EXERCISE OBJECTIVE:
Produce a character-for-character copy of the data below.
MATERIAL FOR THE TASK Block Start
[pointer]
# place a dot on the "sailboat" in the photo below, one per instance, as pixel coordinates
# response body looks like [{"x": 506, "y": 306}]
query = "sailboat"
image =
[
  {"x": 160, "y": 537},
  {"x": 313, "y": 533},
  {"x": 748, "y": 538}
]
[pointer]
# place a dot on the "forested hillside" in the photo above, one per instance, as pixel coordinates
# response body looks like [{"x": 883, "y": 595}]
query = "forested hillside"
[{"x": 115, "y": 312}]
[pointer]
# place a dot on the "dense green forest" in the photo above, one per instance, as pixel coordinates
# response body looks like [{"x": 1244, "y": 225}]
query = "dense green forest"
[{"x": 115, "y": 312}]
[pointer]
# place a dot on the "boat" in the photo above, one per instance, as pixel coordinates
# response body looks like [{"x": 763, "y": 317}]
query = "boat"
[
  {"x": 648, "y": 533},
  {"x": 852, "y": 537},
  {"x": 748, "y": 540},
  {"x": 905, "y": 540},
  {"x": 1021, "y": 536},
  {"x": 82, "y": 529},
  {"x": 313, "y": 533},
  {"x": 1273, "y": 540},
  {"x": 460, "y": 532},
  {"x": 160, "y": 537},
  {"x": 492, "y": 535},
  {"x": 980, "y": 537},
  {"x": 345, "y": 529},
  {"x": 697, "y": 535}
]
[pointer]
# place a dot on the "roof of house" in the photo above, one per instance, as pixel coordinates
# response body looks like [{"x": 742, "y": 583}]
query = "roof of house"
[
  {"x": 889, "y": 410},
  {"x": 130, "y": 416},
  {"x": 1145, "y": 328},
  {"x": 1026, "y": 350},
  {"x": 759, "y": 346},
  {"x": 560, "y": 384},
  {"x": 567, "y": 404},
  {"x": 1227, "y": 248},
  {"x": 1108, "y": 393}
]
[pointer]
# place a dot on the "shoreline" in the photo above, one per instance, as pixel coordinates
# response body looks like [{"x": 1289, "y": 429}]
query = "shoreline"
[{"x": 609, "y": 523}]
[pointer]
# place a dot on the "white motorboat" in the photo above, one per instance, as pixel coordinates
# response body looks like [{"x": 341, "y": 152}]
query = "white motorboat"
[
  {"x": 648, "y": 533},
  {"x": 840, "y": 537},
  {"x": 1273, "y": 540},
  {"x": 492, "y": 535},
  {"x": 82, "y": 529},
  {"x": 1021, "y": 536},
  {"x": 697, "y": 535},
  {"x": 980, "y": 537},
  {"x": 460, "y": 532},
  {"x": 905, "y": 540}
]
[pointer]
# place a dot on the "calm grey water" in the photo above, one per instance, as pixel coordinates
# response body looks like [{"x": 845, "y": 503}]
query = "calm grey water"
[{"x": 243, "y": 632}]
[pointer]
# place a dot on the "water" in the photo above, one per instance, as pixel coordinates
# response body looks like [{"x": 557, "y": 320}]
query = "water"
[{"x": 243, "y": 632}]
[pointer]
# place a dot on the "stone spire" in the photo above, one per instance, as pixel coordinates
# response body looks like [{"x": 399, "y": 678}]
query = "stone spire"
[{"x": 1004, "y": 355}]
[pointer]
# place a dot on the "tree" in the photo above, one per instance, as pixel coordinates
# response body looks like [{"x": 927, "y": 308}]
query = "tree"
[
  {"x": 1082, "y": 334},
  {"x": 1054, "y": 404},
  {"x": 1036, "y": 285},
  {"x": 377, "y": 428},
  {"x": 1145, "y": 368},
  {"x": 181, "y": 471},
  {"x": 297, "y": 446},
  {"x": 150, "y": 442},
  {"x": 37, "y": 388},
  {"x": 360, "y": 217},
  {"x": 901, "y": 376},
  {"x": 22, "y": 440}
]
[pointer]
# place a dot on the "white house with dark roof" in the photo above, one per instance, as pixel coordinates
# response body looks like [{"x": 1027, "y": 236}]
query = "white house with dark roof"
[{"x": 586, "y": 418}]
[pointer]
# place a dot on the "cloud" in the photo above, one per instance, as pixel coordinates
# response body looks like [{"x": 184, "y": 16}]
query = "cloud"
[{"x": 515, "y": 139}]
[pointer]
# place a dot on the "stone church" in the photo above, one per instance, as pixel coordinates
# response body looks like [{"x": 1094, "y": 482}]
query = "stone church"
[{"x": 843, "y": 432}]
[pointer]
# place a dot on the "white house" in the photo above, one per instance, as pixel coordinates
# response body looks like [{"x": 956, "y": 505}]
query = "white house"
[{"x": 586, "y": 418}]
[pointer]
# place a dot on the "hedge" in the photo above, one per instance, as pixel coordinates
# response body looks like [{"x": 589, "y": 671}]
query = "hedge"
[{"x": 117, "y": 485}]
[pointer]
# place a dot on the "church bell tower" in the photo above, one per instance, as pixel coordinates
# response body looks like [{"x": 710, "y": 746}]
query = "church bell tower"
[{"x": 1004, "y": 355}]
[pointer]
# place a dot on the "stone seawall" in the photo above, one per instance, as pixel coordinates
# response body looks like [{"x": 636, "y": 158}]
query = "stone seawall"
MATERIAL FOR THE TASK Block End
RESPONSE:
[pointer]
# place a dot on the "sailboat" in the photo below, one per instance, as pixel coordinates
# response body looks like [{"x": 506, "y": 306}]
query = "sailboat"
image =
[
  {"x": 160, "y": 537},
  {"x": 313, "y": 533},
  {"x": 748, "y": 538}
]
[pointer]
# place a dot on the "forested hillside" in the photo above, one per instance, as pixel coordinates
# response body looks like [{"x": 883, "y": 595}]
query = "forested hillside"
[{"x": 115, "y": 312}]
[pointer]
# place a dot on the "dense green forest" in the photo above, one per instance, as pixel coordinates
# response body looks like [{"x": 1244, "y": 225}]
query = "dense green forest"
[{"x": 115, "y": 312}]
[pointer]
# place a dot on the "boat" in the photo above, one per instance, as pixel coordinates
# response body looks like [{"x": 763, "y": 317}]
query = "boat"
[
  {"x": 648, "y": 533},
  {"x": 852, "y": 537},
  {"x": 748, "y": 540},
  {"x": 905, "y": 540},
  {"x": 1021, "y": 536},
  {"x": 82, "y": 529},
  {"x": 313, "y": 533},
  {"x": 1273, "y": 540},
  {"x": 460, "y": 532},
  {"x": 160, "y": 537},
  {"x": 492, "y": 535},
  {"x": 980, "y": 537},
  {"x": 345, "y": 529},
  {"x": 697, "y": 535}
]
[pointer]
# place a dot on the "roof of house" in the photo above, one per instance, as pixel coordinates
# response body looks like [{"x": 742, "y": 583}]
query = "roof of house"
[
  {"x": 889, "y": 410},
  {"x": 130, "y": 416},
  {"x": 1145, "y": 328},
  {"x": 1026, "y": 350},
  {"x": 759, "y": 346},
  {"x": 560, "y": 384},
  {"x": 567, "y": 404},
  {"x": 1227, "y": 248},
  {"x": 1108, "y": 393}
]
[pointer]
# place a dot on the "shoreline" in the photo above, one per instance, as pixel coordinates
# response body looks like [{"x": 1289, "y": 429}]
query = "shoreline"
[{"x": 609, "y": 523}]
[pointer]
# place a dot on the "white motorboat" in the photo above, one per instance, as pixel coordinates
# response body looks like [{"x": 341, "y": 152}]
query = "white motorboat"
[
  {"x": 648, "y": 533},
  {"x": 840, "y": 537},
  {"x": 1273, "y": 540},
  {"x": 492, "y": 535},
  {"x": 82, "y": 529},
  {"x": 1021, "y": 536},
  {"x": 697, "y": 535},
  {"x": 980, "y": 537},
  {"x": 460, "y": 532},
  {"x": 905, "y": 540}
]
[pointer]
# place a dot on the "calm grey water" in the photo above, one per instance, as pixel coordinates
# response body looks like [{"x": 845, "y": 503}]
query = "calm grey water"
[{"x": 243, "y": 632}]
[pointer]
# place a dot on the "water" in the photo above, one per instance, as pixel coordinates
# response body looks like [{"x": 557, "y": 320}]
query = "water"
[{"x": 243, "y": 632}]
[pointer]
# place a dot on the "stone spire" in the photo above, one per instance, as pixel coordinates
# response body looks like [{"x": 399, "y": 678}]
query = "stone spire"
[{"x": 1004, "y": 355}]
[pointer]
# place a dot on the "tree" in the photo above, one per instance, as pixel coordinates
# response body looks like [{"x": 927, "y": 308}]
query = "tree"
[
  {"x": 1082, "y": 334},
  {"x": 1054, "y": 404},
  {"x": 1036, "y": 285},
  {"x": 377, "y": 428},
  {"x": 1145, "y": 368},
  {"x": 181, "y": 471},
  {"x": 297, "y": 446},
  {"x": 150, "y": 442},
  {"x": 37, "y": 388},
  {"x": 360, "y": 217},
  {"x": 901, "y": 376},
  {"x": 22, "y": 440}
]
[pointer]
# place a dot on the "white house with dark roof" in the photo above, one per instance, as pixel coordinates
# response body looks like [{"x": 1027, "y": 236}]
query = "white house with dark roof"
[{"x": 586, "y": 418}]
[pointer]
# place a dot on the "cloud" in the photo above, one per instance, as pixel coordinates
# response body looks like [{"x": 184, "y": 16}]
query = "cloud"
[{"x": 515, "y": 139}]
[pointer]
# place a dot on the "stone church" in the photo above, one per instance, as pixel coordinates
# response body looks like [{"x": 1094, "y": 482}]
query = "stone church"
[{"x": 843, "y": 432}]
[pointer]
# place a dot on the "white house" in the photo above, one per instance, as pixel coordinates
# response body looks like [{"x": 956, "y": 505}]
query = "white house"
[{"x": 586, "y": 418}]
[pointer]
# place a dot on the "hedge" in the photo above, one per instance, as pixel coordinates
# response body looks like [{"x": 589, "y": 671}]
query = "hedge"
[{"x": 117, "y": 485}]
[pointer]
# place a dot on the "church bell tower" in the photo above, one per instance, as pixel coordinates
# response body looks like [{"x": 710, "y": 746}]
query = "church bell tower"
[{"x": 1004, "y": 355}]
[pointer]
# place a dot on the "stone seawall" in the photo above, one per instance, as pixel coordinates
# response body looks like [{"x": 636, "y": 158}]
query = "stone seawall"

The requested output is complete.